__WHAT YOU NEED TO DO__
1. In the forum thread about a budget gaming PC build, list every component category in the original parts list along with its price.
2. Resume the forum thread about the budget gaming PC build from its last line.

── PAGE EXCERPT

# New Build - Check/Advice



## Hellfire (Dec 27, 2012)

So I just want to confirm a few details, I am making a new build for my brother for his Christmas/Birthday present, I don't have much of a budget and just wanted to confirm a few details and get recommendations before I go ahead and order. This is what I have designed/built at present and some details

*Build type:* Gaming PC
*Usage:* Medium/low heavy. Not full eye candy required, moderate gaming able to play current titles with med settings but will last a little while.
*Budget:* Since this is out of my pocket I am going for a budget of £300.00 GBP (with some leway) excluding GFX as he will have my hand me down Sapphire HD5850 toxic (maybe crossfire)

LIST:
*CASE: £31.95*
CiT Vantage Gaming Case Black HD Audio Black Inter...

*MOBO: £61.80*
MSI 970A-G46 Socket AM3+ 8 Channel Audio ATX Mothe...

*CPU: £70.80*
AMD Phenom II X4 965 Black Edition 3.4GHz Socket A...

*RAM: £39.40*
Kingston Hyper X 8GB 1600MHz DDR3 CL9 DIMM (Kit of...

*HDD: £62.50*
Seagate 1TB Barracuda 3.5" SATA-III Hard Drive.. |...

*DVD rom: £11.06*
Samsung SH-118AB 18x DVD ROM Drive - Black | Ebuye...

*PSU: £49.98*
Powercool 750W Modular PSU | Ebuyer.com

£327.49 Total

Some of the prices have changed since I first did the list so I may adjust some parts slightly but opinions would be fantastic.


----------



## Dent1 (Dec 29, 2012)

Hellfire said:


> So I just want to confirm a few details, I am making a new build for my brother for his Christmas/Birthday present, I don't have much of a budget and just wanted to confirm a few details and get recommendations before I go ahead and order. This is what I have designed/built at present and some details
> 
> *Build type:* Gaming PC
> *Usage:* Medium/low heavy. Not full eye candy required, moderate gaming able to play current titles with med settings but will last a little while.
> ...




I have two issues with this build:


You can buy a Piledriver FX 6 core for £30 more, or a Bulldozer FX 6 core for £15 more.

Not sure now credible PowerCool is as far as PSUs, I wouldn't buy one. For £50 you can buy something better from OCZ, Antec or Thermaltake etc.

http://www.overclockers.co.uk/showproduct.php?prodid=CP-338-AM&groupid=701&catid=1967&subcat=1825
AMD FX-6 6100 Black Edition 6 Core 3.3Ghz Socket A...


----------



## Super XP (Dec 29, 2012)

I also agree with Dent1, go for the AMD FX 6300's for a fee more dollars. You vet yourself a newer, faster CPU.


----------



## Hellfire (Dec 30, 2012)

────
── DATA EXTRACT

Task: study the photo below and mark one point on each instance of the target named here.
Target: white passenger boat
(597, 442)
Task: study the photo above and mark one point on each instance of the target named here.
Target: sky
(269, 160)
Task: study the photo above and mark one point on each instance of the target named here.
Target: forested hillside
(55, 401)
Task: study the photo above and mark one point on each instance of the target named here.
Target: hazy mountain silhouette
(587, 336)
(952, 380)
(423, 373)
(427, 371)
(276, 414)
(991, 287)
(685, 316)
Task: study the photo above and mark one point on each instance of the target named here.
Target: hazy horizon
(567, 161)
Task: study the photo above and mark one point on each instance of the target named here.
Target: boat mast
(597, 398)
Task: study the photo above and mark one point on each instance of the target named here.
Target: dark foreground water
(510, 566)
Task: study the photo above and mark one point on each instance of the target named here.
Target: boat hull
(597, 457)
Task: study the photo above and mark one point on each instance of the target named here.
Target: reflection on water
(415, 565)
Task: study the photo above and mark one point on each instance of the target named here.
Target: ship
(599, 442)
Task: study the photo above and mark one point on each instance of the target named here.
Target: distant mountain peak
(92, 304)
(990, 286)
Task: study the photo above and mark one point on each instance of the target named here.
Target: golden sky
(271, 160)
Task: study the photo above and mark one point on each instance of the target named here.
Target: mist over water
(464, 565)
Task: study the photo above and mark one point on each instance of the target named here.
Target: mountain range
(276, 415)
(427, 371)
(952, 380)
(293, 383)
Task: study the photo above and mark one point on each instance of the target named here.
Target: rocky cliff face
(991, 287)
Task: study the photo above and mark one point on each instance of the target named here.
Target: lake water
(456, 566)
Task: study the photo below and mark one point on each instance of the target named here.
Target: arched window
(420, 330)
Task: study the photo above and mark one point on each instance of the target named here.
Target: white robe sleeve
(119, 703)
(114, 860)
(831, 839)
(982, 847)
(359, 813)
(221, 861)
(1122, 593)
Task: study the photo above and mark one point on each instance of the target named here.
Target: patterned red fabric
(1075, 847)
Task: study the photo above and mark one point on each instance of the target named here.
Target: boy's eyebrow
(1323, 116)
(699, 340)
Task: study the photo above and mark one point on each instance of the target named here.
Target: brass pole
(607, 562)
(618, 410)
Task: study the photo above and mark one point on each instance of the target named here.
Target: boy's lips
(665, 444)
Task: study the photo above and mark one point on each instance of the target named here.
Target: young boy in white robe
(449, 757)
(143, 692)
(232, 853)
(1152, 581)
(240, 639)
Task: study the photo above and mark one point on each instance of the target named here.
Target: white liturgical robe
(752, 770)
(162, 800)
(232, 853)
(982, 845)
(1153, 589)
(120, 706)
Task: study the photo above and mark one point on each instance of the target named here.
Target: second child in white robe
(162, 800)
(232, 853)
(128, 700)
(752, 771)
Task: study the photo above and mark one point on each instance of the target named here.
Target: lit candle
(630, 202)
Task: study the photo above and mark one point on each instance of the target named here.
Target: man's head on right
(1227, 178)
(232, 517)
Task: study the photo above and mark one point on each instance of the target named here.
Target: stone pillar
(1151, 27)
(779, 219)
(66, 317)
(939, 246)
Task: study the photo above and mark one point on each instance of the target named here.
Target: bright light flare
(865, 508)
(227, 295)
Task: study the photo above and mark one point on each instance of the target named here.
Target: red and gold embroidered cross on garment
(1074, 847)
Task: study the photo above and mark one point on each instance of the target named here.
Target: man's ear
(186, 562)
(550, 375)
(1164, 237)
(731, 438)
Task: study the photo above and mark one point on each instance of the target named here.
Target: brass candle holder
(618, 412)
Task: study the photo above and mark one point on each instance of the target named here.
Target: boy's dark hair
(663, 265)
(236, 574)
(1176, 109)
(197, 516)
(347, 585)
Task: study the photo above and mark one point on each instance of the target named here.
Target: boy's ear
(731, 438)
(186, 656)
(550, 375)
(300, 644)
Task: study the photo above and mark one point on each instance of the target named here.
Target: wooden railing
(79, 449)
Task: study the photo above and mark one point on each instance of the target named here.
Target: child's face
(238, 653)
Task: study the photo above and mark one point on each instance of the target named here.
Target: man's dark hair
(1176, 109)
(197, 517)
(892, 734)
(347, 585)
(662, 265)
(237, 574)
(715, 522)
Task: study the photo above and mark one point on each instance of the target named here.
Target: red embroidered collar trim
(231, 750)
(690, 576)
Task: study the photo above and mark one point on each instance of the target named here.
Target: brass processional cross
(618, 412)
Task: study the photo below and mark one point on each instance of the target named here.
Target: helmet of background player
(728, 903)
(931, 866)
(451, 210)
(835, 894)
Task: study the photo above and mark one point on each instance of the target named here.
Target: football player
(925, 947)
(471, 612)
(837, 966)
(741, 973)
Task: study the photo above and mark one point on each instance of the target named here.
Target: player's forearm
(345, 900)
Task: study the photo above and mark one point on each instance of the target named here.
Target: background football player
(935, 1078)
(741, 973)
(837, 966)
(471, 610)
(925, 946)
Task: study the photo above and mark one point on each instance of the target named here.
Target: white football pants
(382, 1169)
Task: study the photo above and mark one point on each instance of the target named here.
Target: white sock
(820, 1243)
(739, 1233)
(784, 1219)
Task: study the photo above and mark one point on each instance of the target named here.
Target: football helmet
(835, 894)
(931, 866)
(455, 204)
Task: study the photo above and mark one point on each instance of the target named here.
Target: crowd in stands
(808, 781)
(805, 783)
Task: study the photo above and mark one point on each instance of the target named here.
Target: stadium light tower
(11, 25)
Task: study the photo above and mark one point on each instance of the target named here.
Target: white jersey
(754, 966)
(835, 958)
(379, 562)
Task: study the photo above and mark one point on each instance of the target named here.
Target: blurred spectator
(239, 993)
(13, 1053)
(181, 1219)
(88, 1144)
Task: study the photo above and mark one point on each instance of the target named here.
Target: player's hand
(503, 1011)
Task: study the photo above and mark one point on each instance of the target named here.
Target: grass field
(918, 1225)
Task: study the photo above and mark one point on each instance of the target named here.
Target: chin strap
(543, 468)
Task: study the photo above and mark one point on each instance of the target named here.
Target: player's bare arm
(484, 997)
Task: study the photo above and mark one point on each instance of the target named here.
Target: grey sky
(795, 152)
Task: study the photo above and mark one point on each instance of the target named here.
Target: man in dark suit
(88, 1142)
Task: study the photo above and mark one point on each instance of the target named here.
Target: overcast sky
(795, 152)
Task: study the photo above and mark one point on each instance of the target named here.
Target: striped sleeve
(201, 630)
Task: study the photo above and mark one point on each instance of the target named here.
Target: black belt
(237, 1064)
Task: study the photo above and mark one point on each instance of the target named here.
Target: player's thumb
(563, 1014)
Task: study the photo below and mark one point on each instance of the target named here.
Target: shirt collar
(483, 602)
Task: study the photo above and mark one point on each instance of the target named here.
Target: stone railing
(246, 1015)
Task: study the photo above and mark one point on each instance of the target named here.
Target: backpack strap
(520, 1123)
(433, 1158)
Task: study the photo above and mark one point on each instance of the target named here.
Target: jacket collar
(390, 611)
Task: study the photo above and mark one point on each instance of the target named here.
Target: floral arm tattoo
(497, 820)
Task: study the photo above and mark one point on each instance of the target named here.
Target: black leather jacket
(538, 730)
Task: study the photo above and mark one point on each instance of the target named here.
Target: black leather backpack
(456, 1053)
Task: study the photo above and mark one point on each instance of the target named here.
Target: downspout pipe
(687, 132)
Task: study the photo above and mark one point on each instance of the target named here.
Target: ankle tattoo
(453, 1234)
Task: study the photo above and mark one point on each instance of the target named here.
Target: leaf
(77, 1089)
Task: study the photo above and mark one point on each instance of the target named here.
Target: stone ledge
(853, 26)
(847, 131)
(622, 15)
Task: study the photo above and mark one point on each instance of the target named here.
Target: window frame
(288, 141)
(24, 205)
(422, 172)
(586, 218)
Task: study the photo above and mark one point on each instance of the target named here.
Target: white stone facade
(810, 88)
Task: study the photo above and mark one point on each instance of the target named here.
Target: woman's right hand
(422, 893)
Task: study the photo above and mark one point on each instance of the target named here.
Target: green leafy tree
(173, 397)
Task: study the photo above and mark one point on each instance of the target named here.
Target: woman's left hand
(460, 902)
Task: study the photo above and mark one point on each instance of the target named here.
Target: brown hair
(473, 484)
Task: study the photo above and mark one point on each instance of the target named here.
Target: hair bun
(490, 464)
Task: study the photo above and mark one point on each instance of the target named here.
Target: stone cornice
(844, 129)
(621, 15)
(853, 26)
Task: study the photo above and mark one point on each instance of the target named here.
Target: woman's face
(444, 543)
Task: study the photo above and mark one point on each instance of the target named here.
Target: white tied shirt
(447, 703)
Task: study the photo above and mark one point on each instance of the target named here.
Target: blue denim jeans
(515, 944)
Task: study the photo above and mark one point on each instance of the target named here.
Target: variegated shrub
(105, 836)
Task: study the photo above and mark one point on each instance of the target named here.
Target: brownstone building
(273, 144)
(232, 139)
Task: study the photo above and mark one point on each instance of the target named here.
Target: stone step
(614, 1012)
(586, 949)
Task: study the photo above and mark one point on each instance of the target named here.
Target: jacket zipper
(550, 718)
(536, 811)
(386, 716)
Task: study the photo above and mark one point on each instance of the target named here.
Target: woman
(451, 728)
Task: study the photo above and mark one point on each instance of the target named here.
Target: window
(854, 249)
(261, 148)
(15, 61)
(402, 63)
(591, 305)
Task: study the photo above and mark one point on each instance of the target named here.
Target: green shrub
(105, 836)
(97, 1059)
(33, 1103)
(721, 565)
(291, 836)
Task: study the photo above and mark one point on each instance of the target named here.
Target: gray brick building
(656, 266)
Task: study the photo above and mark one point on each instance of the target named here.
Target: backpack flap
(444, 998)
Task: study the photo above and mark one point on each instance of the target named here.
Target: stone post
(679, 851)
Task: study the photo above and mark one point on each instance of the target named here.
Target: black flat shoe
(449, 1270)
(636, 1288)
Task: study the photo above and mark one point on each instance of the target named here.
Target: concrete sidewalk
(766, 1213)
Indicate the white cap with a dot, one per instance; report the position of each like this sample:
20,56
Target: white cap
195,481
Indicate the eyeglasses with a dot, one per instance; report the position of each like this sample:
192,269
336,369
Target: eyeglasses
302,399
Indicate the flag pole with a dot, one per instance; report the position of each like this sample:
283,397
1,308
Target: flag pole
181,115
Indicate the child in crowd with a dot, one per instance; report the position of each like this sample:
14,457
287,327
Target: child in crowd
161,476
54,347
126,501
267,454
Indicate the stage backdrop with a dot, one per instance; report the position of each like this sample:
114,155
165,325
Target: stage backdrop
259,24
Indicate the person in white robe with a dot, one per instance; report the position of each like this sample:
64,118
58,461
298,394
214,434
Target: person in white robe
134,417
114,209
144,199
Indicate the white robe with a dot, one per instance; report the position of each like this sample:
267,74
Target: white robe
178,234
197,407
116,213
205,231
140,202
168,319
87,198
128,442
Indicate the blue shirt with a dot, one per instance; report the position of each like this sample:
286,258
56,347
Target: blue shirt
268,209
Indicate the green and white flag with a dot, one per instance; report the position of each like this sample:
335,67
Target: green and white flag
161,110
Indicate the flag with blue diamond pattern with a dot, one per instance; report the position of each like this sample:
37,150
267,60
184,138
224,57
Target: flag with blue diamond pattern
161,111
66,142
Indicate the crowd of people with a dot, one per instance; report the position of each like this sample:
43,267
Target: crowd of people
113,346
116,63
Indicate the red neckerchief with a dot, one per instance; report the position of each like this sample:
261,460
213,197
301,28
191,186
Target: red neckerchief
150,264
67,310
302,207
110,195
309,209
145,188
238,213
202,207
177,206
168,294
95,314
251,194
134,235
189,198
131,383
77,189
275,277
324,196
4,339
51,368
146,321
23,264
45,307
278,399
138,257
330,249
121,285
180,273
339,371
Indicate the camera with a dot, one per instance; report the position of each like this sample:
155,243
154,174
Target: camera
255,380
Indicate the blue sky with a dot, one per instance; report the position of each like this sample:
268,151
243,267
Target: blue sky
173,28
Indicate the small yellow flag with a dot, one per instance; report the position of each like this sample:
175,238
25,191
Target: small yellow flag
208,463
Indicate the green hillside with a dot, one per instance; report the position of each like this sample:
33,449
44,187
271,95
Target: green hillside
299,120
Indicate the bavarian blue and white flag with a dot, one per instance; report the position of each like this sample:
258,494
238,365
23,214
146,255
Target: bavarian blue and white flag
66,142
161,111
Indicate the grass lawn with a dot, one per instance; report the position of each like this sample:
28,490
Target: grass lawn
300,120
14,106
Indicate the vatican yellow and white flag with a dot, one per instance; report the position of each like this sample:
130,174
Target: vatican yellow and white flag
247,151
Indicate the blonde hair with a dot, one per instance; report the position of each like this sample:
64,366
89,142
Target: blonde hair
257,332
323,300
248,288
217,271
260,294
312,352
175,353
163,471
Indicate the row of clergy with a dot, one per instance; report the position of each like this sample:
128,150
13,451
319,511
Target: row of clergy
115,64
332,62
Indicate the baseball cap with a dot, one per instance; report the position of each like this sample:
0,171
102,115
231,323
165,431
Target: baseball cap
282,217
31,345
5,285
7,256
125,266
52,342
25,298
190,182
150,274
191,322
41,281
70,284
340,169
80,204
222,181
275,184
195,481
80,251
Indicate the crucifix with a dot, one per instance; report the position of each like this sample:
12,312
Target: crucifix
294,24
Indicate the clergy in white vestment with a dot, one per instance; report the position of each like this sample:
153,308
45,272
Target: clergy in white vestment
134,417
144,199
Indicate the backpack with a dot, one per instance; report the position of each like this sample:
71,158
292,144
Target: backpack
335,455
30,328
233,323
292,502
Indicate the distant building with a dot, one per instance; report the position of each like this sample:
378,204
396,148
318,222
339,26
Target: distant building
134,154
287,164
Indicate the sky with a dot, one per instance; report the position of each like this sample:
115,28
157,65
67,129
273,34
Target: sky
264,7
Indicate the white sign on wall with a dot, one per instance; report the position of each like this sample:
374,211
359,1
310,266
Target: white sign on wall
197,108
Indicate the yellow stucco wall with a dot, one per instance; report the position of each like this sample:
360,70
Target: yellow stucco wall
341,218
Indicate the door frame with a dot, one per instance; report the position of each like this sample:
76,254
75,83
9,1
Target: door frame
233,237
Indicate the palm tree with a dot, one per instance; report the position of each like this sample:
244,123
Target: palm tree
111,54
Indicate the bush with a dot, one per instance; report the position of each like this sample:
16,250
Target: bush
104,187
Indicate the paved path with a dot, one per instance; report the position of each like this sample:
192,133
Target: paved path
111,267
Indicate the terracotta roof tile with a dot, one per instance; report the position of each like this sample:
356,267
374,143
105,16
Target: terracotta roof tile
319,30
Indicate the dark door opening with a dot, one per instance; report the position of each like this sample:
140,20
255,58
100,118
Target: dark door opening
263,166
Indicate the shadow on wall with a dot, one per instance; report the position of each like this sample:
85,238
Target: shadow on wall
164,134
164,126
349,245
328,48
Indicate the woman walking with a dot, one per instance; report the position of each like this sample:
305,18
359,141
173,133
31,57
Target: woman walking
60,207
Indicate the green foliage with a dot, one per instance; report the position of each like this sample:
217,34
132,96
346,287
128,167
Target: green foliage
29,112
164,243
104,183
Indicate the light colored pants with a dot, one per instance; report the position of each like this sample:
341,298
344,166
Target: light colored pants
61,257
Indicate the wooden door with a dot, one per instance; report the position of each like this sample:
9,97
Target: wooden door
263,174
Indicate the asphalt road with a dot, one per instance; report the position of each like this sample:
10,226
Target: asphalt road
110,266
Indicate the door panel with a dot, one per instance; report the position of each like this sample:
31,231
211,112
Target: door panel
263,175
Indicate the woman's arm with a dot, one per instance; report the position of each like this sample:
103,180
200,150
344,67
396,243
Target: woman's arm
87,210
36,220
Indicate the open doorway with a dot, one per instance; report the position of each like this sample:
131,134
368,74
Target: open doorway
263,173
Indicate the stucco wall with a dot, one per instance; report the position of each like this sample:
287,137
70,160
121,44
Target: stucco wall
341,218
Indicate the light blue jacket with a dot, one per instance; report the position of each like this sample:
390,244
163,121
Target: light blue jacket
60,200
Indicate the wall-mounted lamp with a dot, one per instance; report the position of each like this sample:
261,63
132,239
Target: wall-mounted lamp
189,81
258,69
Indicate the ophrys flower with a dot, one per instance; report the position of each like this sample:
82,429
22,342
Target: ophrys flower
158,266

────

__ANSWERS BELOW__
1.
- Case: £31.95
- Motherboard: £61.80
- CPU: £70.80
- RAM: £39.40
- HDD: £62.50
- DVD-ROM drive: £11.06
- PSU: £49.98

2.
Thanks, that looks beast, think I'll go for the 6100 (more than enough and is a Black edition so can OC with the multipliers easily) (if I need to OC it)

Any other suggestions, all in all she does seem a solid rig.


----------



## ALMOSTunseen (Dec 30, 2012)

Hellfire said:


> Thanks, that looks beast, think I'll go for the 6100 (more than enough and is a Black edition so can OC with the multipliers easily) (if I need to OC it)
> 
> Any other suggestions, all in all she does seem a solid rig.


As previously said, a power supply is not something you want to skimp out on. Use a reputable brand such as Antec, Seasonic, Corsair, etc. And also, this is just personal preference, but I would recommend a WD drive, as they are far more reliable than a Seagate.


----------



## JrRacinFan (Dec 30, 2012)

If you decide to go the FX series .....

Corsair Vengeance 8GB (2x4GB) DDR3 1866Mhz Memory ...

Squeak out just that little bit more for better ram.

Also here's what I think is a VERY nice case that you can swap out to justify the budget
Casecom JL-68 All Black Case | Ebuyer.com


----------



## Hellfire (Dec 30, 2012)

ALMOSTunseen said:


> As previously said, a power supply is not something you want to skimp out on. Use a reputable brand such as Antec, Seasonic, Corsair, etc. And also, this is just personal preference, but I would recommend a WD drive, as they are far more reliable than a Seagate.



I knew I forgot something, I decided to swap the PSU out, I have used/heard of powercool before but decided to go with a brand I know and love.

Swapping the PSU out for a Coolermaster series, I use CM myself and know/love their PSU's

With regards to the RAM I think I can swap out for the £2 without changing the case, it's not breaking the bank, plus I got a deal on a PSU so will get it under budget,


----------



## ALMOSTunseen (Dec 30, 2012)

Edit: Didn't read the thread properly...


----------



## Dent1 (Dec 31, 2012)

Hellfire said:


> Thanks, that looks beast, think I'll go for the 6100.



Drop the case down the Casecom KSM-7288 and you'll save £15. Thus allowing you to buy the newer Piledriver FX 6300 opposed to the older Bulldozer FX 6100.

Casecom KSM-7288 Piano Black Mid Tower Case - 2x.....

http://www.overclockers.co.uk/showproduct.php?prodid=CP-338-AM&groupid=701&catid=1967&subcat=1825


Drop down the motherboard to the GA-78LMT-USB3 760G and you'll save £25.  Thus allowing you to get the Bulldozer FX 8 core.

EXDISPLAY Gigabyte GA-78LMT-USB3 760G Socket AM3+ ...

AMD Bulldozer FX-8 8120 3.1Ghz Socket AM3+ 8MB L3....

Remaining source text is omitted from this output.